# start of Input records
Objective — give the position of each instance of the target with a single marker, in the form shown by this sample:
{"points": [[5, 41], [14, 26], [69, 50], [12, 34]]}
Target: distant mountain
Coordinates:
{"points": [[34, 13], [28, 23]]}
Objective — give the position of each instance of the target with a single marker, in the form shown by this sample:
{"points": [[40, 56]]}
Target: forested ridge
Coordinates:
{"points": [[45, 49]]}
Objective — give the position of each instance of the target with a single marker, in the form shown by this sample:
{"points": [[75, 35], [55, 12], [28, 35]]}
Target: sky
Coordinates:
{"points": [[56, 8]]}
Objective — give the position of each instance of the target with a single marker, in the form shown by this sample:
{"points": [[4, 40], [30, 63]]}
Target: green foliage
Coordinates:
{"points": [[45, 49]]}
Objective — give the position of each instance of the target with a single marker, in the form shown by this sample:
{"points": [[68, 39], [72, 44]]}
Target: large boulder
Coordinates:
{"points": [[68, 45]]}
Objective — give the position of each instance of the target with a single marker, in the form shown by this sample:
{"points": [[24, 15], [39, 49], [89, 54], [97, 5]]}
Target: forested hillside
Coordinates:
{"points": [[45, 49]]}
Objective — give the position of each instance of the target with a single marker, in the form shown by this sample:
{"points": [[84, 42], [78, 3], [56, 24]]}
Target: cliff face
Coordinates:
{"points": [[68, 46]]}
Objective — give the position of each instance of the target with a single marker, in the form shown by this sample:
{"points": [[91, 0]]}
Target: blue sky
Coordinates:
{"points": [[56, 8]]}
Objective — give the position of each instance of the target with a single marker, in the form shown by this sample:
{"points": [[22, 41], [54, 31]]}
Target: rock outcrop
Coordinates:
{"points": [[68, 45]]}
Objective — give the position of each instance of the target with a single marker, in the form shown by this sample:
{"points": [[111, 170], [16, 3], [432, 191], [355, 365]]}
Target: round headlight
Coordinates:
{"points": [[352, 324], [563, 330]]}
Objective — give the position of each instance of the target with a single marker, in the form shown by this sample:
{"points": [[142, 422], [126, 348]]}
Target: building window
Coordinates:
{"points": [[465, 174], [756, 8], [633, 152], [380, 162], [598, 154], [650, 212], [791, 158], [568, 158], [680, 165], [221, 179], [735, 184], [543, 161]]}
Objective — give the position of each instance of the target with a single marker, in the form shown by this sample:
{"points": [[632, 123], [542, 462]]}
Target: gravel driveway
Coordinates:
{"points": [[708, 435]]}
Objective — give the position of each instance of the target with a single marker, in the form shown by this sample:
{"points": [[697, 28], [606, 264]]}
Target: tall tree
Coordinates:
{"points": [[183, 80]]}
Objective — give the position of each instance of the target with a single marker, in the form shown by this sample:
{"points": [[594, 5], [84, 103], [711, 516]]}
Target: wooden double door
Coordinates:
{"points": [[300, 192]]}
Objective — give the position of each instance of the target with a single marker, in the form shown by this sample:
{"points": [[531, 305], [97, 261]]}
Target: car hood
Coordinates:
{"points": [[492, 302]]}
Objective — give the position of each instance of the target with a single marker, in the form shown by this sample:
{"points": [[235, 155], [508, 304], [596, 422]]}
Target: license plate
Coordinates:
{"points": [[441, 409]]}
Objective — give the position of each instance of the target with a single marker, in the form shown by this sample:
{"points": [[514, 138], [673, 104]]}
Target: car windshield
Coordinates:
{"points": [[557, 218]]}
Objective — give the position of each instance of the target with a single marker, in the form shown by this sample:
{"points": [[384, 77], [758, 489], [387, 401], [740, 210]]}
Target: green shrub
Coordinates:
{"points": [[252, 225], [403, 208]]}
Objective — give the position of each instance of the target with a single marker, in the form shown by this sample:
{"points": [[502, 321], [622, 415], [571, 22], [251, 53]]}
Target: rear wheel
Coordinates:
# end of Input records
Repeat every line of the data, exactly and in full.

#### Right answer
Objective — give the position of each instance of the target with a single marker, in the form shown by this sample:
{"points": [[5, 41], [14, 26], [69, 50], [12, 34]]}
Target: distant mountain
Coordinates:
{"points": [[34, 13], [28, 23]]}
Objective — give the position of each instance of the target with a single marker, in the form shown by this sample:
{"points": [[40, 56]]}
Target: forested ridge
Coordinates:
{"points": [[45, 49]]}
Objective — give the position of each instance of the target with a single marker, in the form shown by this sample:
{"points": [[75, 35], [55, 12], [28, 35]]}
Target: sky
Coordinates:
{"points": [[56, 8]]}
Objective — give the position of each instance of the target with a single marker, in the form shown by this sample:
{"points": [[4, 40], [30, 63]]}
Target: green foliage
Coordinates:
{"points": [[45, 49]]}
Objective — give the position of each instance of the target with a single marker, in the form shown by this sample:
{"points": [[68, 39], [72, 44]]}
Target: large boulder
Coordinates:
{"points": [[68, 45]]}
Objective — give the position of each instance of the target with a single marker, in the form shown by this sample:
{"points": [[24, 15], [39, 49], [89, 54], [97, 5]]}
Target: forested hillside
Coordinates:
{"points": [[45, 49]]}
Objective — give the position of each instance of the target with a single marker, in the form shown by this sample:
{"points": [[84, 42], [78, 3], [56, 24]]}
Target: cliff face
Coordinates:
{"points": [[68, 46]]}
Objective — give the position of each instance of the target with a single marker, in the form shown by this sample:
{"points": [[91, 0]]}
Target: blue sky
Coordinates:
{"points": [[56, 8]]}
Objective — give the position of each instance of the target with a single marker, in the form shown by this sample:
{"points": [[22, 41], [54, 31]]}
Target: rock outcrop
Coordinates:
{"points": [[68, 45]]}
Objective — give the position of each instance of the target with a single marker, in the form shown by this sample:
{"points": [[111, 170], [16, 3], [432, 191], [355, 365]]}
Target: round headlight
Coordinates:
{"points": [[352, 324], [563, 330]]}
Objective — give the position of each instance of the target with a single marker, in the form shown by this sample:
{"points": [[142, 422], [126, 348]]}
Target: building window
Coordinates:
{"points": [[465, 174], [756, 8], [633, 152], [380, 162], [598, 154], [650, 212], [791, 158], [568, 158], [680, 165], [221, 179], [735, 184], [543, 161]]}
Objective — give the position of each instance of the target with a single marker, in the form shown by this sample:
{"points": [[632, 123], [542, 462]]}
Target: gravel driveway
Coordinates:
{"points": [[708, 435]]}
Objective — give the position of each instance of the target with a single marker, in the form shown by this sample:
{"points": [[697, 28], [606, 264]]}
Target: tall tree
Coordinates:
{"points": [[183, 80]]}
Objective — give the position of each instance of the target with a single marker, in the form shown by this sample:
{"points": [[594, 5], [84, 103], [711, 516]]}
Target: wooden double door
Coordinates:
{"points": [[300, 192]]}
Objective — give the position of each instance of the target with a single marker, in the form shown by this sample:
{"points": [[531, 305], [97, 261]]}
Target: car hood
Coordinates:
{"points": [[492, 302]]}
Objective — give the position of each instance of the target with a single marker, in the form shown by this sample:
{"points": [[235, 155], [508, 304], [596, 422]]}
Target: license plate
Coordinates:
{"points": [[441, 409]]}
Objective — give the position of each instance of the target with a single marker, in the form shown by this sample:
{"points": [[514, 138], [673, 104]]}
Target: car windshield
Coordinates:
{"points": [[557, 218]]}
Objective — give the position of each instance of the target with a single marker, in the form shown by this sample:
{"points": [[384, 77], [758, 489], [387, 401], [740, 210]]}
Target: green shrub
Coordinates:
{"points": [[252, 225], [403, 208]]}
Objective — give the position of each instance of the target with a single marker, in the form shown by this sample:
{"points": [[502, 321], [622, 415], [571, 22], [251, 53]]}
Target: rear wheel
Coordinates:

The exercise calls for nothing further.